* **What this task involves**
Nothing is to be altered; the data must be repeated exactly.

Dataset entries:
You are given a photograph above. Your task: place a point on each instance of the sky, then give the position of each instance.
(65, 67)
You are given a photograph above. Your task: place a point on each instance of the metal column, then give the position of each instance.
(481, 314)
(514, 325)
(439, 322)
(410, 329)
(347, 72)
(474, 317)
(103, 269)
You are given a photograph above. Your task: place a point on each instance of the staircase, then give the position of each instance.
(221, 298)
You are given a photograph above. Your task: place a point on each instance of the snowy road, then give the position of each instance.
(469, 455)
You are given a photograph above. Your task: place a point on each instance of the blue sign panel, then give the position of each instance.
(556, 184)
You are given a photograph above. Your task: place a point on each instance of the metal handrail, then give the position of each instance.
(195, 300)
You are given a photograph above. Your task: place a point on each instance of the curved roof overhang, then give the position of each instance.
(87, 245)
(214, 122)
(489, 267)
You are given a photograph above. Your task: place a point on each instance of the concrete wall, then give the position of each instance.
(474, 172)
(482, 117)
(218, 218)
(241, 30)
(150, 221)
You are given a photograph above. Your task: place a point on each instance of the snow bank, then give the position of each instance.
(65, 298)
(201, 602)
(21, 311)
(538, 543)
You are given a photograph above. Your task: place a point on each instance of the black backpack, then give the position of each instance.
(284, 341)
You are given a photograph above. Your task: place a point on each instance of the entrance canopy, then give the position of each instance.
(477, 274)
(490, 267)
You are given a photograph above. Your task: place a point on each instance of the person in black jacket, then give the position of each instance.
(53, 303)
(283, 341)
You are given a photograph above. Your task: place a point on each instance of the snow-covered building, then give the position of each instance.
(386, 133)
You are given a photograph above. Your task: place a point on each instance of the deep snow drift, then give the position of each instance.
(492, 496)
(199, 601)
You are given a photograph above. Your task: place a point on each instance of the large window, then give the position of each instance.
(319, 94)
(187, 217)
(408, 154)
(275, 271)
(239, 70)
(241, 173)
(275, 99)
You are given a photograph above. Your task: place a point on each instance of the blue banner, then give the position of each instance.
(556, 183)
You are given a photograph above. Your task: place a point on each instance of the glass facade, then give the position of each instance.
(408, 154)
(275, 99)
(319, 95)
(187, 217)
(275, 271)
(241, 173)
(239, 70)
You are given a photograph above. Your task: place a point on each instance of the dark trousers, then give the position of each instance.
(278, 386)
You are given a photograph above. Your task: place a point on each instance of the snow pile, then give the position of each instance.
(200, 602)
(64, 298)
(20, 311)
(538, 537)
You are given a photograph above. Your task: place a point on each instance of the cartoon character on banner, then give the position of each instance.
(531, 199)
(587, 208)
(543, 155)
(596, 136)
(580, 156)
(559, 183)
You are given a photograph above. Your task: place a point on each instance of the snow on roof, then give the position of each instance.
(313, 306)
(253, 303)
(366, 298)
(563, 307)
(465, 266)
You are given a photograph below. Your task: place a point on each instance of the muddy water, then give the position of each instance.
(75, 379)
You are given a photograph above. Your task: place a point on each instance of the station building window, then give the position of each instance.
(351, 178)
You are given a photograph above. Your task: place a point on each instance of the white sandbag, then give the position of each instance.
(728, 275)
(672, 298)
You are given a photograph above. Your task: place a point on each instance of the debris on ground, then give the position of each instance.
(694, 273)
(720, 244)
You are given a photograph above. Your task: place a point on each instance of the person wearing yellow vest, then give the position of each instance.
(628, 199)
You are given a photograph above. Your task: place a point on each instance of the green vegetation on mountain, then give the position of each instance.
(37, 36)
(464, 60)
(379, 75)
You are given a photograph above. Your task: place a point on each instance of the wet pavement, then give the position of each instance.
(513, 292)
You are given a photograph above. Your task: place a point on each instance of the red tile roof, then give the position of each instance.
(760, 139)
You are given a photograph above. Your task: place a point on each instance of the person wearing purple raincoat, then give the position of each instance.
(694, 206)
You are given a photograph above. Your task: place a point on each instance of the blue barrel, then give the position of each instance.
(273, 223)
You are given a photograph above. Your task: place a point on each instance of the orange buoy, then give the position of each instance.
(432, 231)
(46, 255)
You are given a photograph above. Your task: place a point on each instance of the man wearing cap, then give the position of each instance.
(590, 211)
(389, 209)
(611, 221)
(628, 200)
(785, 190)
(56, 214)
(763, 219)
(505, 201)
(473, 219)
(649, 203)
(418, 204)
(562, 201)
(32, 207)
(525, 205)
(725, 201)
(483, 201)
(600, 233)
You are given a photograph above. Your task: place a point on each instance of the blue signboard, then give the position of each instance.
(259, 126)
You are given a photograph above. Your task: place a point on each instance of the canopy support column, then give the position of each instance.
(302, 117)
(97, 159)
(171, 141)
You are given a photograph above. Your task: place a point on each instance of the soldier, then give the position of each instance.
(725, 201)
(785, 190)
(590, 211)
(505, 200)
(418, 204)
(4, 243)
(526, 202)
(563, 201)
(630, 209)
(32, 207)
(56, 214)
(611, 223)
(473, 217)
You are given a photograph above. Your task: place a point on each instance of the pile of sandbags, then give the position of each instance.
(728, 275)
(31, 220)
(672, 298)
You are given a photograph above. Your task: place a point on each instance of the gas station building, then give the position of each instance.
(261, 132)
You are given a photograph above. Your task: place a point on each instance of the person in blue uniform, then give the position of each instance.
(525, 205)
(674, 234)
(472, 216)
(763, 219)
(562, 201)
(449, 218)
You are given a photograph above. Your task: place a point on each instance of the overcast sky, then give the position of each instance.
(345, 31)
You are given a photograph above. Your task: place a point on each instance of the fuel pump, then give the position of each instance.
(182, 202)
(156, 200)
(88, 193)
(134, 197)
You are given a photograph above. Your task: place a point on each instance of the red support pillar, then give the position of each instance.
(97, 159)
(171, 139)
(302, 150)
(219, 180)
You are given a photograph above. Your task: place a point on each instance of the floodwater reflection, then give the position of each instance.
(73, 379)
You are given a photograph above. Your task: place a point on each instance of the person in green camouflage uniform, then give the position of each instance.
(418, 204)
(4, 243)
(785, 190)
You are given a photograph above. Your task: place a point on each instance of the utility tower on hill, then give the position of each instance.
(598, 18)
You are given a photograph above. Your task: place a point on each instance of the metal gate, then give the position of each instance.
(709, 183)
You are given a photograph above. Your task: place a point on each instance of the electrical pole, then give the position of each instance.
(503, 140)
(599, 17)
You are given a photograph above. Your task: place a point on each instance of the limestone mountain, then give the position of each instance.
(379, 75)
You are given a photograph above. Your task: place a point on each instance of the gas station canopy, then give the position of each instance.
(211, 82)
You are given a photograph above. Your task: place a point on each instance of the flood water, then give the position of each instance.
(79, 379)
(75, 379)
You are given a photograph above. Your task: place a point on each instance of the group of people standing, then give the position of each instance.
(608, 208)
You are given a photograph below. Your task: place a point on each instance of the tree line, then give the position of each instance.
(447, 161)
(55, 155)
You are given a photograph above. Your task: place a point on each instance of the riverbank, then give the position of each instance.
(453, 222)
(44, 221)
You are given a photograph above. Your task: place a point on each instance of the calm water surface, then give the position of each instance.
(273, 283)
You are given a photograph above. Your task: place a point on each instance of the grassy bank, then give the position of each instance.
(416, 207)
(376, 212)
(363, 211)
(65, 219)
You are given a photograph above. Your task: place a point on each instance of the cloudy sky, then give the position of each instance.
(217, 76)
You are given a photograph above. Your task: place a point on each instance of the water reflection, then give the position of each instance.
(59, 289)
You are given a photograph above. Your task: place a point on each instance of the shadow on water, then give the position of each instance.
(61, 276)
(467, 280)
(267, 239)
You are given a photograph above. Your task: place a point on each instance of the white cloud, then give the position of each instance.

* **Answer to this task**
You are given a photograph above. Your task: place a point on each instance of the sky, then give the position of each instance.
(65, 67)
You are given a photograph above. Your task: place a point on each instance of the metal column, then give the position of each instance.
(481, 314)
(514, 325)
(439, 322)
(410, 329)
(347, 72)
(474, 317)
(103, 269)
You are given a photograph above. Your task: place a point on each instance of the staircase, then give the position of each instance.
(221, 298)
You are given a photograph above. Your task: place a point on each instance of the snowy road, then give the position of each instance.
(469, 455)
You are given a photograph above. Your task: place a point on each instance of the blue sign panel, then give the position of each instance.
(556, 184)
You are given a photograph above. Your task: place a point on each instance of the metal handrail, then give the position of each instance.
(195, 300)
You are given a photograph above. Your task: place a point on each instance of the curved roof overhang, then give the position of each instance.
(87, 245)
(214, 122)
(489, 267)
You are given a photograph above. Your task: place a point on each instance of the concrete wall, then give the position of each instance.
(474, 172)
(482, 117)
(218, 218)
(241, 30)
(150, 221)
You are given a photograph above. Your task: place a point on each instance of the snow bank, then give the position of each instance.
(65, 298)
(201, 602)
(21, 311)
(538, 543)
You are given a photograph above. Your task: place a point on each instance of the black backpack, then give the position of each instance.
(284, 341)
You are given a photograph above. Your task: place a point on each instance of the entrance canopy, then give the position of each instance.
(477, 274)
(490, 267)
You are given a photograph above. Your task: place a point on each instance of the person in black jacket, then give the position of each instance.
(53, 303)
(283, 341)
You are given a photograph above. Your task: place a point on each instance of the snow-covered building, then give the position of each instance.
(386, 133)
You are given a photograph above. Your task: place a point on each instance of the deep snow drift, then give the position of each instance.
(492, 496)
(199, 601)
You are given a photograph above. Your task: place a point on each instance of the large window, then give the position of each instance.
(319, 94)
(187, 217)
(408, 154)
(275, 271)
(239, 70)
(241, 173)
(275, 99)
You are given a photograph above. Your task: place a point on each instance of the blue banner, then give the position of each instance.
(556, 183)
You are given a photograph above. Your task: place a point on each instance of the glass facade, then give the position of each instance.
(408, 154)
(275, 99)
(319, 95)
(187, 217)
(275, 271)
(241, 173)
(239, 70)
You are given a photograph above. Your task: place a point on each instance of the dark trousers, then give the position of each instance.
(278, 386)
You are given a photograph above. Your task: place a point on each instance of the snow pile, then give the position of each instance.
(200, 602)
(64, 298)
(20, 311)
(538, 537)
You are given a photograph above. Your task: place a point on each instance of the cartoon character on banner, then give the position of each instance.
(531, 199)
(587, 208)
(543, 155)
(596, 136)
(580, 156)
(559, 183)
You are given a photograph above. Your task: place a point on each instance of the snow on roof, then give the position of each instance.
(313, 306)
(253, 303)
(366, 298)
(563, 307)
(465, 266)
You are given a photograph below. Your task: place a point on each instance of the muddy water, then give the position of each instance.
(75, 379)
You are given a photograph above. Your task: place a point on each instance of the station building window, then give the position of each instance.
(351, 178)
You are given a photograph above. Your task: place a point on each instance of the white sandbag, then give the position of each instance.
(728, 275)
(672, 298)
You are given a photograph above. Your task: place a point on each instance of the debris on ground, then give the position of each instance.
(694, 273)
(720, 244)
You are given a photograph above. Your task: place a point on each instance of the person wearing yellow vest, then give the position of each instance.
(628, 199)
You are given a photograph above. Your task: place a point on each instance of the green vegetation on mountain, then give the position of each instance.
(37, 36)
(464, 60)
(379, 75)
You are given a photograph above. Your task: place a point on each instance of the wet pavement, then give the position of each instance.
(513, 292)
You are given a photograph above. Your task: place a point on each instance of the red tile roof, then give the position of each instance.
(760, 139)
You are given a photograph above. Your task: place a point on each instance of the person wearing purple raincoat, then give the position of each instance.
(694, 206)
You are given a photograph above. Your task: place a point on each instance of the blue barrel, then give the position of each instance.
(273, 223)
You are given a photograph above. Your task: place a point on each instance of the orange buoy, then give the position of each instance.
(432, 231)
(46, 255)
You are given a photograph above. Your task: place a point on each instance of the man wearing cap, then give the position of each instance.
(590, 211)
(389, 209)
(611, 221)
(628, 200)
(785, 190)
(56, 214)
(763, 219)
(505, 201)
(473, 219)
(649, 203)
(418, 204)
(562, 201)
(32, 207)
(525, 205)
(725, 201)
(483, 201)
(600, 233)
You are given a photograph above. Your task: place a point on each instance of the blue signboard, then give the position of each instance.
(259, 126)
You are given a photograph above. Your task: place a point on each instance of the canopy support column, then give the position of each instance.
(302, 117)
(97, 159)
(171, 141)
You are given a photograph above. Your task: place a point on each instance of the soldier, then give the position of each instance.
(725, 201)
(785, 190)
(590, 211)
(505, 200)
(418, 204)
(4, 243)
(526, 202)
(563, 201)
(630, 209)
(32, 207)
(56, 214)
(611, 223)
(473, 217)
You are given a photograph above. Your task: place a point on each instance of the pile of sandbags, then give the position of each instance.
(728, 275)
(31, 220)
(672, 298)
You are given a photograph above. Your task: place a point on each instance of the gas station building, then give the position of each instance.
(261, 132)
You are given a photograph above. Your task: place a point on each instance of the person in blue uniform, then give the position of each instance.
(525, 205)
(674, 234)
(472, 216)
(763, 219)
(562, 201)
(449, 218)
You are given a photograph above. Your task: place a point on each instance of the overcast sky, then give the position of each instance.
(345, 31)
You are given a photograph above. Your task: place a point on each instance of the fuel pump, then give the position of each instance.
(182, 202)
(156, 200)
(88, 193)
(134, 197)
You are given a photograph above. Your task: place a point on each instance of the red support pillar, then give the position of each instance.
(97, 159)
(171, 139)
(302, 150)
(219, 180)
You are given a photograph above. Your task: place a point on each instance of the floodwater reflection, then give the position of each instance.
(73, 379)
You are given a photograph above. Your task: place a point on each instance of the person in green camouflage uniform, then give the position of each instance.
(418, 204)
(4, 243)
(785, 190)
You are given a photograph above. Your task: place a point on each instance of the utility tower on hill, then give the position of each instance.
(598, 18)
You are given a photograph above. Your task: place a point on each instance of the metal gate, then give the position of each instance.
(709, 183)
You are given a photograph above. Your task: place a point on each instance of the electrical pole, then give the position of each instance.
(503, 140)
(599, 17)
You are given a photograph above. Your task: place a point on each instance of the limestone mountain, then give the position of each instance.
(379, 75)
You are given a photograph above. Your task: place a point on each instance of the gas station canopy, then give the position of each instance.
(211, 82)
You are given a photograph above. Your task: place a point on each instance of the flood water, then give the position of each instance.
(79, 379)
(75, 379)
You are given a photograph above. Your task: place a point on each instance of the group of people standing, then give the position of each instance.
(608, 208)
You are given a photograph below. Your task: place a point on each instance of the tree line, then give the position of each instance.
(447, 161)
(55, 155)
You are given a photograph above. Your task: place a point on each instance of the riverbank, then give the position of each instance.
(453, 222)
(44, 221)
You are given a photograph above. Your task: place a point on each instance of the calm water surface, then give the position of each instance.
(273, 283)
You are given a photograph above. Your task: place a point on each instance of the grassy bank, then give the position of each instance.
(416, 207)
(376, 212)
(363, 211)
(65, 219)
You are given a photograph above. Your task: place a point on each instance of the cloudy sky, then give the position of each instance.
(217, 76)
You are given a photograph above. Your task: place a point on each instance of the water reflection, then give the position of each instance.
(59, 289)
You are given a photograph above. Your task: place a point on each instance of the shadow on water, then give the position of each instance.
(61, 276)
(467, 280)
(267, 239)
You are given a photograph above. Your task: place a point on each instance of the white cloud, then give the position of each instance.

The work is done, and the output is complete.